Entrées de données enregistrées
-- -- --
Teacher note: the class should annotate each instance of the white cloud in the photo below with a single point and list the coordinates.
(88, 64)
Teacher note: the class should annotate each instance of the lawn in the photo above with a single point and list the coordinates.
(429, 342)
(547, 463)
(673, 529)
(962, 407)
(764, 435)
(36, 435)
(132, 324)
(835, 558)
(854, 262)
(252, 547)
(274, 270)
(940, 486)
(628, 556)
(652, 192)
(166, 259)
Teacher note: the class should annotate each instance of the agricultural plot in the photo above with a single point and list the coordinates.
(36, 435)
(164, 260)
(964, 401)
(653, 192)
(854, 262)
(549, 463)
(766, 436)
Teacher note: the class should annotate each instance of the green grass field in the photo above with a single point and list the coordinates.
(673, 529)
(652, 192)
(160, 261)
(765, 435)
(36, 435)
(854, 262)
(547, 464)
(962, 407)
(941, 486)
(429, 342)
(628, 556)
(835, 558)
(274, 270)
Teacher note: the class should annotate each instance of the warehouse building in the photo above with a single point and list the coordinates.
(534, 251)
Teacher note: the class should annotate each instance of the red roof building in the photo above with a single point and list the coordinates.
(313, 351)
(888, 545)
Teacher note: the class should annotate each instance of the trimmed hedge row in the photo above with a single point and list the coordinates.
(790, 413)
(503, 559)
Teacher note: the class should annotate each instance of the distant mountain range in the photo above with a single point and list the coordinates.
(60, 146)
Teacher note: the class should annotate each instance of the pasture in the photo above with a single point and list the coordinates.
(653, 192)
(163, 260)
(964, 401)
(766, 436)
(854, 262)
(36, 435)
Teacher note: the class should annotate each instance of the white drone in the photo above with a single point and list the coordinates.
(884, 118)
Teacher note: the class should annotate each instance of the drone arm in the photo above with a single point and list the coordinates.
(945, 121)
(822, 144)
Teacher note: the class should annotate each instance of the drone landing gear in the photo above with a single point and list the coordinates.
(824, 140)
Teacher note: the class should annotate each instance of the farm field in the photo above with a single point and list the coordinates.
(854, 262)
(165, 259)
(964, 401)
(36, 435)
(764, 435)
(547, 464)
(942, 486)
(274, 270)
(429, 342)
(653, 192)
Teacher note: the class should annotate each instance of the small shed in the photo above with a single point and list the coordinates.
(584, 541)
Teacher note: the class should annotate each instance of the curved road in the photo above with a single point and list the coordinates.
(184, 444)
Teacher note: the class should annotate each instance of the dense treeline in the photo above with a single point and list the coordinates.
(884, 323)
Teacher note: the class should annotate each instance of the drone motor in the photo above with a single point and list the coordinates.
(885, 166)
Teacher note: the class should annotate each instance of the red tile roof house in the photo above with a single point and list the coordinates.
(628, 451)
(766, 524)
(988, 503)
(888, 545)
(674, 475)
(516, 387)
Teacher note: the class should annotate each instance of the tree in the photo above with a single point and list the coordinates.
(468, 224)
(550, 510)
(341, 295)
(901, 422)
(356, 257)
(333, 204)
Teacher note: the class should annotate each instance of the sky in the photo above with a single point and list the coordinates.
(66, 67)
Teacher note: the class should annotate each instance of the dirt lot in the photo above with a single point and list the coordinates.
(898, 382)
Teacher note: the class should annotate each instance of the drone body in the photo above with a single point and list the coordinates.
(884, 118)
-- -- --
Renvoie l'ensemble des lignes de la liste ci-dessus sans y apporter la moindre modification.

§ **RÉSULTAT OBTENU**
Teacher note: the class should annotate each instance of the white cloud in the photo below with a single point and list the coordinates.
(88, 64)
Teacher note: the class should annotate each instance of the lawn in the photo above with a single point and list the coordinates.
(429, 342)
(547, 463)
(673, 529)
(962, 407)
(764, 435)
(36, 435)
(132, 324)
(835, 558)
(854, 262)
(252, 547)
(274, 270)
(940, 486)
(628, 556)
(652, 192)
(166, 259)
Teacher note: the class should annotate each instance of the agricultural plot in the photo above with a single point and list the coordinates.
(36, 435)
(164, 260)
(964, 401)
(653, 192)
(854, 262)
(549, 463)
(766, 436)
Teacher note: the class should annotate each instance of the green grass field in the photo above with a single point and list the coordinates.
(673, 529)
(652, 192)
(160, 261)
(765, 435)
(36, 435)
(854, 262)
(547, 464)
(962, 407)
(941, 486)
(429, 342)
(628, 556)
(835, 558)
(274, 270)
Teacher note: the class should annotate each instance of the warehouse building in the photo above with a single point and list the coordinates.
(534, 251)
Teacher note: the class should annotate each instance of the red roof building in the photo above with a single point and list the coordinates.
(313, 351)
(888, 545)
Teacher note: the class should annotate each instance of the trimmed hedge row in the photo above with a single point and list the coordinates.
(790, 413)
(503, 559)
Teacher note: the class should annotate each instance of the distant mountain range in the photo above with a single point and list the coordinates.
(60, 146)
Teacher note: the class should annotate each instance of the pasture in the photo above with a single point and list the coordinates.
(653, 192)
(163, 260)
(964, 401)
(766, 436)
(854, 262)
(36, 435)
Teacher note: the class should annotate each instance of the white drone in the photo above with a single point and list the coordinates.
(884, 118)
Teacher note: the class should annotate each instance of the drone arm in the photo above with a single point and list the coordinates.
(945, 121)
(822, 144)
Teacher note: the class should annotate each instance of the drone landing gear in the photo above with a single point and list the coordinates.
(824, 140)
Teacher note: the class should annotate each instance of the farm field in the photo above with a single point and list the coordinates.
(854, 262)
(165, 259)
(964, 401)
(36, 435)
(764, 435)
(547, 464)
(942, 486)
(274, 270)
(429, 342)
(653, 192)
Teacher note: the class should annotate each instance of the small shed in the photo above with a single point and list the coordinates.
(584, 541)
Teacher note: the class should annotate each instance of the curved road in the photo above with a single point and list the coordinates.
(184, 444)
Teacher note: the class should annotate each instance of the dense treeline in the photo above with a single point and list the coordinates.
(884, 323)
Teacher note: the class should annotate each instance of the drone motor in the photo above with a single point and list the coordinates.
(885, 166)
Teacher note: the class should annotate each instance of the red tile roof house in the photo above with a single point and list the coordinates.
(628, 451)
(766, 524)
(988, 503)
(888, 545)
(674, 475)
(516, 387)
Teacher note: the class should annotate each instance of the tree in the photo above with a single point and list the coordinates.
(468, 224)
(550, 510)
(341, 295)
(901, 422)
(356, 257)
(333, 204)
Teacher note: the class should annotate each instance of the sky in the photo above with a single point and list the coordinates.
(66, 67)
Teacher note: the class should annotate each instance of the dirt lot in the photo above with a single point and list the coordinates.
(898, 382)
Teacher note: the class should annotate each instance of the drone body in the photo above with a single point and list the coordinates.
(884, 118)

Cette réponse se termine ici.